• [Task prompt] Return, word for word, the lines of the listing below that run from the line containing "Set-play tagging: locate each instance of the man's hand" through the end of the listing, including both ends.
-- Start Input data --
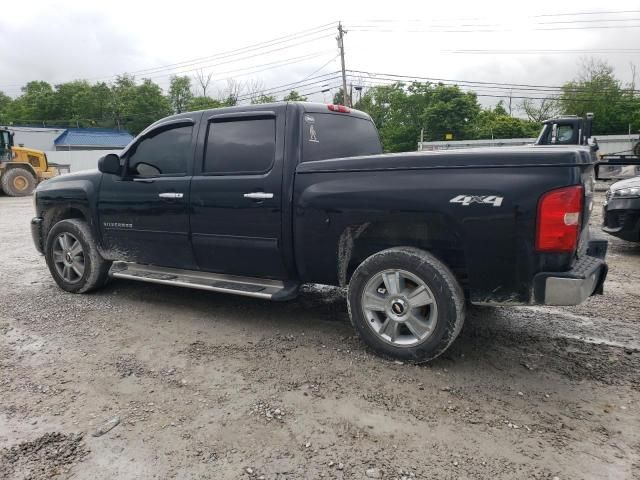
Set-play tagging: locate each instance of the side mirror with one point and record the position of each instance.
(617, 169)
(110, 164)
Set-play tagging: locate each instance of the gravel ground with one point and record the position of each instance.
(146, 381)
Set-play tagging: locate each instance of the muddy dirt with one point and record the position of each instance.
(206, 385)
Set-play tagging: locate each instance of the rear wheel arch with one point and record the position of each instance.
(430, 304)
(360, 241)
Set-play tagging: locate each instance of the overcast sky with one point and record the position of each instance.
(468, 40)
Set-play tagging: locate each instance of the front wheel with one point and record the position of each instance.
(406, 304)
(73, 258)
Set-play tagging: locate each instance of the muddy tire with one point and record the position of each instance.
(18, 182)
(406, 304)
(73, 258)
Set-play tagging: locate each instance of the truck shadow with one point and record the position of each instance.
(493, 339)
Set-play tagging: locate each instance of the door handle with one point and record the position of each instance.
(258, 195)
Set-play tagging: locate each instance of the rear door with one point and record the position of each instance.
(236, 194)
(144, 214)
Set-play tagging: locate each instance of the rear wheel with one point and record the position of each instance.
(18, 182)
(73, 258)
(406, 304)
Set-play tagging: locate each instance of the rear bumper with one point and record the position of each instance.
(621, 218)
(573, 287)
(36, 233)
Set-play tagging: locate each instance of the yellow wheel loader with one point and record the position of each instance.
(21, 169)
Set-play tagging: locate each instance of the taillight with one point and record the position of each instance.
(338, 108)
(559, 215)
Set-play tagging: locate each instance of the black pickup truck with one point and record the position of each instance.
(256, 200)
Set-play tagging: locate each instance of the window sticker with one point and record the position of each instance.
(313, 137)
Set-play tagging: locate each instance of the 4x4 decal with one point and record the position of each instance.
(467, 200)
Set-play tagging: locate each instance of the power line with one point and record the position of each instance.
(484, 83)
(281, 89)
(592, 98)
(607, 51)
(235, 60)
(222, 55)
(277, 64)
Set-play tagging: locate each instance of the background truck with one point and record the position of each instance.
(21, 169)
(256, 200)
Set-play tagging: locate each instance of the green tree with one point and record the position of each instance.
(294, 96)
(5, 107)
(147, 105)
(180, 93)
(598, 91)
(450, 110)
(35, 105)
(123, 91)
(263, 99)
(497, 123)
(401, 112)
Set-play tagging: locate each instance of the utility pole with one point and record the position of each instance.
(340, 39)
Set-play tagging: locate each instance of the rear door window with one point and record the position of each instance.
(245, 146)
(328, 135)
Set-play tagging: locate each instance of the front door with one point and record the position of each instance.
(144, 215)
(236, 195)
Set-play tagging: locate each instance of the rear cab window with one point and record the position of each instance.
(337, 135)
(240, 146)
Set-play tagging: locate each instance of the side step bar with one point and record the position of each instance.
(214, 282)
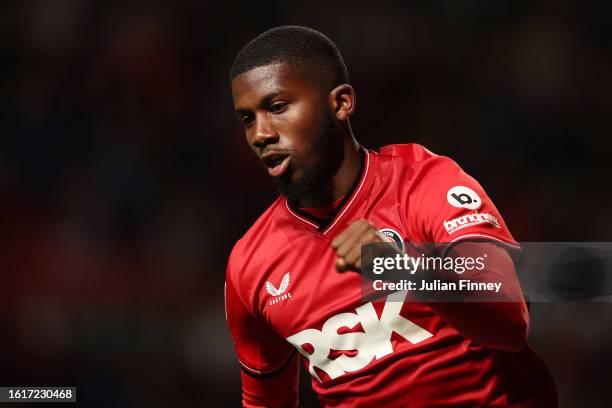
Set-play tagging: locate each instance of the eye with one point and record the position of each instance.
(247, 119)
(278, 107)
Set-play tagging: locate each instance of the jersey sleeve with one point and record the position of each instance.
(260, 350)
(447, 206)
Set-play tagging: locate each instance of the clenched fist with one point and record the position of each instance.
(348, 244)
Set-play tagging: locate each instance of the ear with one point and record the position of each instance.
(343, 101)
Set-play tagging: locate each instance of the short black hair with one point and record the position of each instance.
(307, 50)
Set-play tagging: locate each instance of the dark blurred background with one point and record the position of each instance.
(125, 178)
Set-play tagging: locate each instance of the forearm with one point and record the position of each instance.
(501, 322)
(279, 390)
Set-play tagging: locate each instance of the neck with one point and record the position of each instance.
(339, 184)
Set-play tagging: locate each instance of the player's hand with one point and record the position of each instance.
(348, 244)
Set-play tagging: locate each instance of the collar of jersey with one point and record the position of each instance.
(323, 226)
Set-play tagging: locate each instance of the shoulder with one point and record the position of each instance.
(253, 242)
(413, 167)
(417, 157)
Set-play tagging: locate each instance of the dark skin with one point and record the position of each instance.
(282, 112)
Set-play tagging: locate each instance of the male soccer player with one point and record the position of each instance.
(292, 289)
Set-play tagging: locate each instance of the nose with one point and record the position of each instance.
(264, 132)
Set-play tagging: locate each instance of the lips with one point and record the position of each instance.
(277, 163)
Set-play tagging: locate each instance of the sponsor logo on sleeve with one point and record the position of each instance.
(393, 236)
(279, 293)
(463, 197)
(468, 220)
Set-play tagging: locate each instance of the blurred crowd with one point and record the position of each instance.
(125, 178)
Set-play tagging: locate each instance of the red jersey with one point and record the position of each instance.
(283, 294)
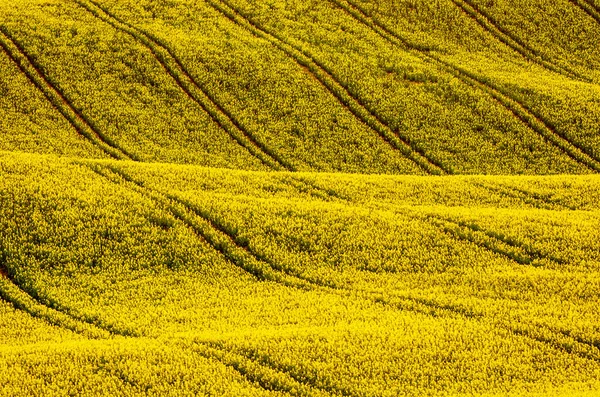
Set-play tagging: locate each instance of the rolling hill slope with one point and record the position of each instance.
(307, 198)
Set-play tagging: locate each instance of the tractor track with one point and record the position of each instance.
(519, 110)
(329, 81)
(58, 99)
(175, 68)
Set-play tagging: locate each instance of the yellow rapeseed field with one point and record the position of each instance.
(308, 198)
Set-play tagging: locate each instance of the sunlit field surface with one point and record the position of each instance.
(306, 198)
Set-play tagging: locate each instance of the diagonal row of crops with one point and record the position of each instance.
(299, 197)
(289, 248)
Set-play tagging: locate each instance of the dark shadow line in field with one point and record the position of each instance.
(566, 347)
(304, 185)
(594, 343)
(261, 381)
(335, 87)
(59, 100)
(491, 25)
(589, 8)
(124, 378)
(207, 102)
(467, 228)
(267, 362)
(273, 271)
(429, 307)
(53, 306)
(518, 109)
(593, 5)
(534, 199)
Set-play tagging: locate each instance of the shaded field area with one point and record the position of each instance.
(306, 198)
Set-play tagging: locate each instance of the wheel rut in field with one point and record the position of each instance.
(335, 87)
(519, 110)
(240, 255)
(58, 99)
(29, 301)
(488, 23)
(264, 371)
(194, 90)
(592, 10)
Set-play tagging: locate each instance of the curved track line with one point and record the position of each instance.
(534, 199)
(57, 98)
(294, 385)
(28, 301)
(487, 22)
(270, 271)
(336, 88)
(520, 110)
(588, 7)
(191, 87)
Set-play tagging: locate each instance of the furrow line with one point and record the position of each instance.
(58, 99)
(336, 88)
(469, 231)
(520, 110)
(487, 22)
(534, 199)
(21, 298)
(221, 239)
(593, 5)
(239, 361)
(174, 67)
(589, 8)
(557, 340)
(201, 229)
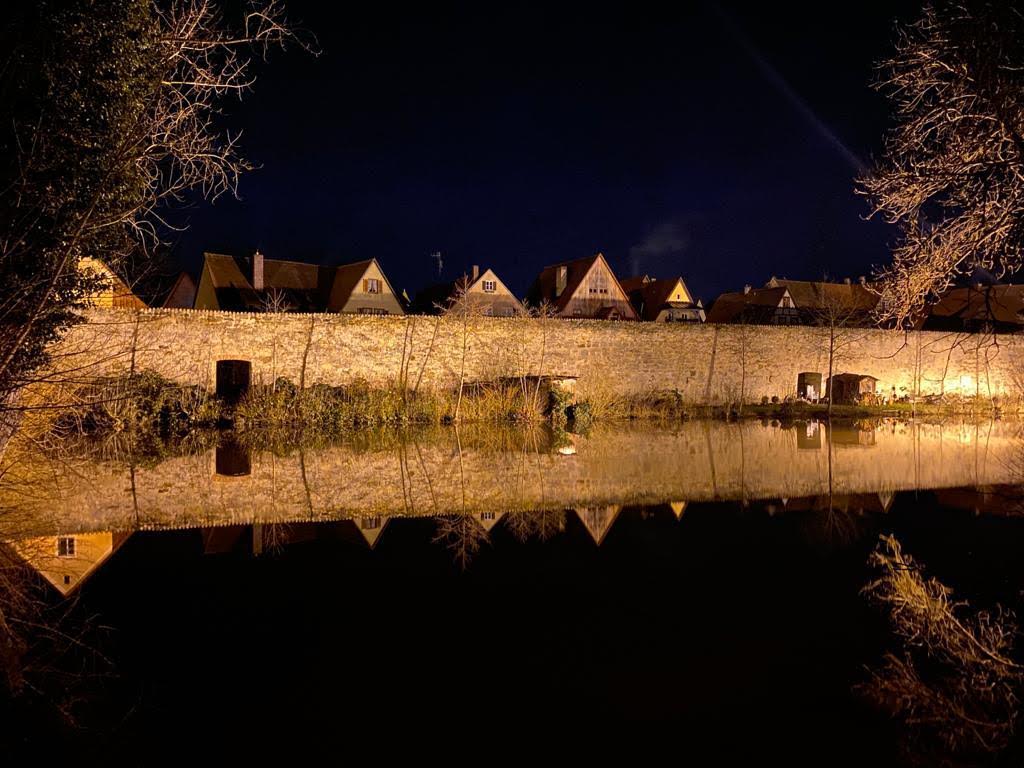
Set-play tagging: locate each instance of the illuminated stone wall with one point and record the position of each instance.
(705, 364)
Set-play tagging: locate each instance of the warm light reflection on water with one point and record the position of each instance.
(57, 507)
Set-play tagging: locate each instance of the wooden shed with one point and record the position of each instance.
(851, 389)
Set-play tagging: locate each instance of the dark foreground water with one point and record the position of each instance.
(731, 627)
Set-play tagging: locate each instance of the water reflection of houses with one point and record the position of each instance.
(67, 561)
(372, 528)
(598, 520)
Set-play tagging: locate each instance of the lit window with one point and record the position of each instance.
(66, 546)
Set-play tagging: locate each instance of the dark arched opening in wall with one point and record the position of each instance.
(232, 380)
(232, 460)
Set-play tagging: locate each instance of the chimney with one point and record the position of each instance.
(257, 270)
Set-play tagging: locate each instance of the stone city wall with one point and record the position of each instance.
(705, 364)
(477, 470)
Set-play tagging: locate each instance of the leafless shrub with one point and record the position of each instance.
(462, 536)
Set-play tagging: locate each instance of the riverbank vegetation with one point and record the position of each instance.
(158, 410)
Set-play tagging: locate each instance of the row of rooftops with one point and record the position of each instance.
(581, 288)
(584, 288)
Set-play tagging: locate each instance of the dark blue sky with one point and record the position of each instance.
(719, 142)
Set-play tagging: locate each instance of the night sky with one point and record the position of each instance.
(720, 142)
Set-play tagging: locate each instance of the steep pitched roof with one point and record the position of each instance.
(345, 281)
(302, 287)
(762, 301)
(182, 293)
(577, 271)
(654, 293)
(999, 304)
(299, 286)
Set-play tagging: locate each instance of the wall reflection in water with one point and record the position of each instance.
(476, 481)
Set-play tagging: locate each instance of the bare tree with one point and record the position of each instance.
(954, 682)
(108, 194)
(952, 173)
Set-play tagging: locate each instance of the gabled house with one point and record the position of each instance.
(852, 302)
(257, 284)
(482, 292)
(372, 527)
(363, 289)
(769, 306)
(66, 561)
(584, 288)
(788, 302)
(598, 520)
(978, 308)
(664, 300)
(115, 293)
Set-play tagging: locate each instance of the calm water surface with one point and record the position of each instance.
(699, 580)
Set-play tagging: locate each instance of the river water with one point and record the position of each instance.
(704, 578)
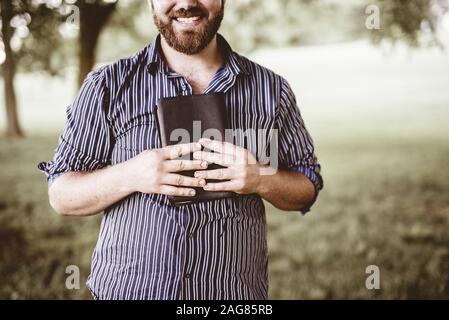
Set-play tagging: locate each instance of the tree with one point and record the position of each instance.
(93, 18)
(13, 129)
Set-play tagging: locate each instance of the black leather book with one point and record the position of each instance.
(185, 119)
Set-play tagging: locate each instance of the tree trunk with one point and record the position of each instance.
(93, 18)
(12, 121)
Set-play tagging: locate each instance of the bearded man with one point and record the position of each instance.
(110, 159)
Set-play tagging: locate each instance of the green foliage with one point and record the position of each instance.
(413, 21)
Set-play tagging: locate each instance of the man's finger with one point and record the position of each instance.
(182, 181)
(219, 146)
(218, 174)
(217, 158)
(174, 191)
(179, 150)
(221, 186)
(184, 165)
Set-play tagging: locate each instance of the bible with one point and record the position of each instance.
(186, 119)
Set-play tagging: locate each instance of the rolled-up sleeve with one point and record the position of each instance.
(296, 147)
(87, 140)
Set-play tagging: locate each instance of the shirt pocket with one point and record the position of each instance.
(139, 134)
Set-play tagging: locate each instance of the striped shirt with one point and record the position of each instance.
(148, 249)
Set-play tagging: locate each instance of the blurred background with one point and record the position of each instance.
(372, 81)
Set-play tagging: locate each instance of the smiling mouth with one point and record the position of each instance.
(189, 20)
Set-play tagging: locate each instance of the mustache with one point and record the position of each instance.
(188, 13)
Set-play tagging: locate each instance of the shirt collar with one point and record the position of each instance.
(233, 62)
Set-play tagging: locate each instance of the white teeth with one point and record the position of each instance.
(188, 20)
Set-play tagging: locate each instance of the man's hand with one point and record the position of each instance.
(157, 171)
(241, 168)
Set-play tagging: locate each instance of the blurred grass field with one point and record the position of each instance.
(380, 124)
-- End Input data --
• [The completed task]
Set-play tagging: locate each instance of the man's hand with one point and record the position of each instance.
(157, 171)
(241, 168)
Set-play tagging: locate each instance of the blurred grass field with one point and record the position of each instance.
(380, 124)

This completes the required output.